# [Goal]
Convert the lines from the beginning of the listing through the line containing "817,153,1400,308", inclusive, into a JSON list of strings with one string per line, omitting blank lines.

# [Input material]
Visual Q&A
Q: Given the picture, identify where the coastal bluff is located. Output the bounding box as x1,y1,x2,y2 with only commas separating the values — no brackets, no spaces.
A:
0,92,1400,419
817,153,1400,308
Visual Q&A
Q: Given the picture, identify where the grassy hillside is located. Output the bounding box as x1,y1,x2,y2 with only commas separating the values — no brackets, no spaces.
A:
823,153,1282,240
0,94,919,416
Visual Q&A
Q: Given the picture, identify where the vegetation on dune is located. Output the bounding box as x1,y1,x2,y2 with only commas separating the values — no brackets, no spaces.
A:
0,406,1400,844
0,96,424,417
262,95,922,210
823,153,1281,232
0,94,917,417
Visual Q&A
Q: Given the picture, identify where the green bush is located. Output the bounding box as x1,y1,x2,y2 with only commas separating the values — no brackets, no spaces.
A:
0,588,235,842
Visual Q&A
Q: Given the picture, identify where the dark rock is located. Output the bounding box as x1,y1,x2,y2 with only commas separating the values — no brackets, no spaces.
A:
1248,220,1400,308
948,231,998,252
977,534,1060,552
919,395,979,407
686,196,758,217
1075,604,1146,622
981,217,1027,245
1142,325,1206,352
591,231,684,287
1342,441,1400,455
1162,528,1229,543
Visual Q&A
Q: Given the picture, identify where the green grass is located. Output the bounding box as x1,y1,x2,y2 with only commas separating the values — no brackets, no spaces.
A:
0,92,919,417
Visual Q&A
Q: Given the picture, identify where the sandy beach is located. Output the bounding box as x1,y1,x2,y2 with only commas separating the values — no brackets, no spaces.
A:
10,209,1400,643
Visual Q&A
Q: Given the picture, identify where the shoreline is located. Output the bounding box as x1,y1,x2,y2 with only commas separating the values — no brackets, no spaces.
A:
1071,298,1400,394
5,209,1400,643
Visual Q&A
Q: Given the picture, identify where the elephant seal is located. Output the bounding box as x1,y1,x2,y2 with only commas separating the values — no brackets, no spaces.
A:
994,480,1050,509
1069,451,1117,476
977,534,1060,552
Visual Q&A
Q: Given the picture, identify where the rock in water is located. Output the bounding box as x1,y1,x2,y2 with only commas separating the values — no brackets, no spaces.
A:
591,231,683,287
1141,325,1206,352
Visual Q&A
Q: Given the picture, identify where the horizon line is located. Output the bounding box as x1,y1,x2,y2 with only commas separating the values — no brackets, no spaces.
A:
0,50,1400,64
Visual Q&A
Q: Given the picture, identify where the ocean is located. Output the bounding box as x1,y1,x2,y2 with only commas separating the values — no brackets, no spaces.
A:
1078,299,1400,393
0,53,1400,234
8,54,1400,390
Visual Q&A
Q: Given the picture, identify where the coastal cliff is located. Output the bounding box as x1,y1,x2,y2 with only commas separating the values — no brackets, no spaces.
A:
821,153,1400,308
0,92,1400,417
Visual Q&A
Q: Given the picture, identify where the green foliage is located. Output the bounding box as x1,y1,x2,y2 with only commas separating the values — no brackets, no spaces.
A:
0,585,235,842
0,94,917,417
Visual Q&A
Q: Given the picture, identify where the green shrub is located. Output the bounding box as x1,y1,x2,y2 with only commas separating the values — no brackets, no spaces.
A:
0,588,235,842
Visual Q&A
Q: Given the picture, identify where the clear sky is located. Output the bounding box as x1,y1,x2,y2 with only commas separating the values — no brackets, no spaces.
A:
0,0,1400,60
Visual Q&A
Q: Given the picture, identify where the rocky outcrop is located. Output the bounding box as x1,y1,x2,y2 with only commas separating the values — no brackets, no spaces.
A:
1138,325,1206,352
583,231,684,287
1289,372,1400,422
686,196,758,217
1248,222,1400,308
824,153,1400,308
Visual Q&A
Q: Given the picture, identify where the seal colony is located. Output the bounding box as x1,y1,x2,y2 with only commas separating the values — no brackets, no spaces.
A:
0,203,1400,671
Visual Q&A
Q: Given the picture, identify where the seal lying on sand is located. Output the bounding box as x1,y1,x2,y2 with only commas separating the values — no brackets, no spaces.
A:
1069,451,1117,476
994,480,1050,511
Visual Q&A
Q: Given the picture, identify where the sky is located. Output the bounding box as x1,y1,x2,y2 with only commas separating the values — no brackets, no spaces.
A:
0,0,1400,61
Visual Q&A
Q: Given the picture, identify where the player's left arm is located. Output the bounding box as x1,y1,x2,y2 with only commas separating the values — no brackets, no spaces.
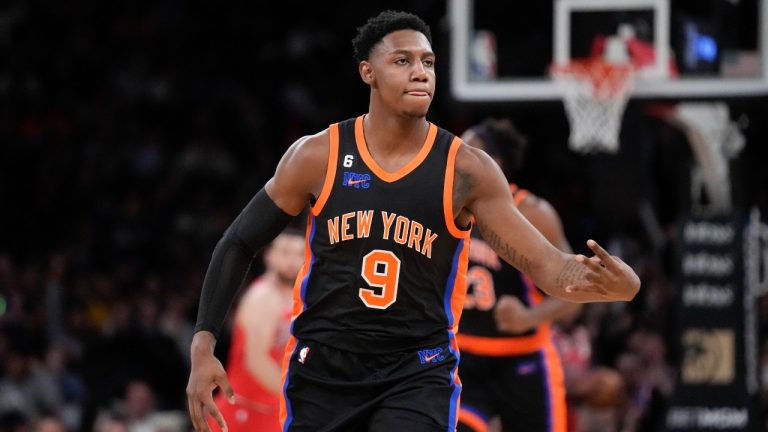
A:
453,145,640,302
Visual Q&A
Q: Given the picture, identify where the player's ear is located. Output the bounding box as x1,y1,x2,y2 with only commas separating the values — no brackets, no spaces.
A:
357,60,375,85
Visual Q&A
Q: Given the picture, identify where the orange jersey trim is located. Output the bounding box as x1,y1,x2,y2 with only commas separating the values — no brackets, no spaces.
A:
280,336,296,430
355,116,437,183
443,137,471,240
456,324,551,357
543,341,568,432
459,410,488,432
311,123,339,216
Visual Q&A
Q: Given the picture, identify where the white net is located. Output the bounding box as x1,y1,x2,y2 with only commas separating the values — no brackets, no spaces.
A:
551,59,634,153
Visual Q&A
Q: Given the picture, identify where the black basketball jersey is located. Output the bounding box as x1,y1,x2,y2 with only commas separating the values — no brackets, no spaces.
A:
459,184,549,355
292,116,469,353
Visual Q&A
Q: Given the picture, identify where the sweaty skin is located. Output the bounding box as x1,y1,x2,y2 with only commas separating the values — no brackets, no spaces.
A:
187,30,640,431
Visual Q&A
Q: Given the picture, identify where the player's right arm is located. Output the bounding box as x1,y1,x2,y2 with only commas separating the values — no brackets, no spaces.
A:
494,194,581,333
453,145,640,302
187,130,330,432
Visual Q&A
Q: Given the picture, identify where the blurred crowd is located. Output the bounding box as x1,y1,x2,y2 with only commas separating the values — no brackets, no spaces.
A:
0,0,768,432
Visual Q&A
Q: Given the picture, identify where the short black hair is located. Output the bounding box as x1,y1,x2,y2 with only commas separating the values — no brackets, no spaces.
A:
472,118,528,177
352,10,432,63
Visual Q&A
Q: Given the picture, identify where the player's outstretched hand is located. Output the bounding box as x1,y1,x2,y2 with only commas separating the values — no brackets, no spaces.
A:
187,332,235,432
493,295,536,333
565,240,640,301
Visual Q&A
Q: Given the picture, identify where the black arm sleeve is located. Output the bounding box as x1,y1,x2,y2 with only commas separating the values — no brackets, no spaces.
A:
195,189,293,338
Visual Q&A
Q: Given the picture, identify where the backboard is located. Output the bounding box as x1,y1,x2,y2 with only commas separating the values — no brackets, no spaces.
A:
449,0,768,101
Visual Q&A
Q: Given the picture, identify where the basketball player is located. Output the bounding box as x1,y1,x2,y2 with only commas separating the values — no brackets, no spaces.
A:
208,228,304,432
458,119,580,432
187,11,640,432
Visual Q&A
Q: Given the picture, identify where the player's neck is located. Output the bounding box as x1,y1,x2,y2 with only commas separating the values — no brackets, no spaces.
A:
363,110,429,156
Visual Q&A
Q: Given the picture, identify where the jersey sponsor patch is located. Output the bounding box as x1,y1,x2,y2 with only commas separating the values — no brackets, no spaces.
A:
299,347,309,364
341,171,371,189
418,347,445,364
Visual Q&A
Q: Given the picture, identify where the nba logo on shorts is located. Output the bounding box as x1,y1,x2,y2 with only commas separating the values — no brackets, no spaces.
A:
299,347,309,364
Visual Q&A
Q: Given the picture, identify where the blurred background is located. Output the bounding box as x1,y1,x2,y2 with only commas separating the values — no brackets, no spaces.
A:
0,0,768,431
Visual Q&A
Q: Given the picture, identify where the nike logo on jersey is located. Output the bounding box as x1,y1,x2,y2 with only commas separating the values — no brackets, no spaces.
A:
418,347,445,364
341,171,371,189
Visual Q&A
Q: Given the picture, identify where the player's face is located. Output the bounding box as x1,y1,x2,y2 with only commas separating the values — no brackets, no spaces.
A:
361,30,435,117
266,234,304,284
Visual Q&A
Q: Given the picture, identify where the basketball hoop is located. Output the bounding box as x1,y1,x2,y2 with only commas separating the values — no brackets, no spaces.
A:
550,58,634,153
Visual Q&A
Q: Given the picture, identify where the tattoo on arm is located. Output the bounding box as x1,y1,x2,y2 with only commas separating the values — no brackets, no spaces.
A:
477,223,531,274
555,259,586,289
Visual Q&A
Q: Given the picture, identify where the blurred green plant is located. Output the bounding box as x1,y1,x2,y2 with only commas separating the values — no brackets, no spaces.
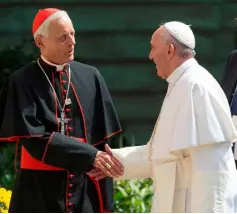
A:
114,179,153,213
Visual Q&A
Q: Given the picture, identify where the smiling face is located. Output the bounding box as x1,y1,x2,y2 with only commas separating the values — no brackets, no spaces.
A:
149,26,174,79
35,17,76,64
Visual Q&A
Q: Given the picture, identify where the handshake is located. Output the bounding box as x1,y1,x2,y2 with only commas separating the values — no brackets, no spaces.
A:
87,144,124,180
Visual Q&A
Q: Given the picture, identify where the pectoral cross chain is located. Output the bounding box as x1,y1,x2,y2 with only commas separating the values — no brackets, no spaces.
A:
58,111,69,134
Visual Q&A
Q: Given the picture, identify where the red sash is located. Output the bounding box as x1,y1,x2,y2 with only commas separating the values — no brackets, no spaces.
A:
21,138,86,170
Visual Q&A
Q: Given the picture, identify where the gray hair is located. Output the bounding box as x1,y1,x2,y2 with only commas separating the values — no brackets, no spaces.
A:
34,10,70,38
164,27,196,58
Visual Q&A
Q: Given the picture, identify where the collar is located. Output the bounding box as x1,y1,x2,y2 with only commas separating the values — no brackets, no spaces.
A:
41,55,68,71
166,58,197,84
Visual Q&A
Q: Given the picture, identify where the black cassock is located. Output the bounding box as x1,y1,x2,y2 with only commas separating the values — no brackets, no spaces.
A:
0,59,121,213
221,50,237,167
221,50,237,104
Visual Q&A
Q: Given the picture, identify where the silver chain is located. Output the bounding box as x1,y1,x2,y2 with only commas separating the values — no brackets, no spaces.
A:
37,59,71,112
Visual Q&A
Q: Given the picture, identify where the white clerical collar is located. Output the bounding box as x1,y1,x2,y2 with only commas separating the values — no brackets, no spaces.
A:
41,55,67,71
166,58,197,84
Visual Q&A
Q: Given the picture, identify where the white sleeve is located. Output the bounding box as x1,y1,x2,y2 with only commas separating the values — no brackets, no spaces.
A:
232,115,237,160
190,143,236,213
112,142,151,180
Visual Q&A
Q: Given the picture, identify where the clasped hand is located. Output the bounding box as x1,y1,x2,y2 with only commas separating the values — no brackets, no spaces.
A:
87,144,123,180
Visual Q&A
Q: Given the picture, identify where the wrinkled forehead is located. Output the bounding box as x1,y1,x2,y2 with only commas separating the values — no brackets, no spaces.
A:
49,16,74,34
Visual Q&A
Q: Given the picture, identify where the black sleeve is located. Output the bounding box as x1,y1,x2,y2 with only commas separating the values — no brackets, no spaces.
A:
0,73,98,171
221,50,237,103
22,132,98,172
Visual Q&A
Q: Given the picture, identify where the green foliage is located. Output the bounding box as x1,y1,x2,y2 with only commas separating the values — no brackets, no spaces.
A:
0,145,16,189
114,179,153,213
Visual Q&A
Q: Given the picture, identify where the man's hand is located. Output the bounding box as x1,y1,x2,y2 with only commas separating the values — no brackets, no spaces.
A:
87,144,123,180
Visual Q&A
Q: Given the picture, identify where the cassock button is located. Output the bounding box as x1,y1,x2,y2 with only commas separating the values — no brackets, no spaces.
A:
65,108,71,112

# [Complete response]
[
  "Visual Q&A",
  "Q: Given the picture, identify where the coastal bluff is located. Output the bounding box as x1,y1,x2,y2 with only commas separating the values — no brackets, no spaces.",
  "A:",
  "0,92,1400,419",
  "817,153,1400,308"
]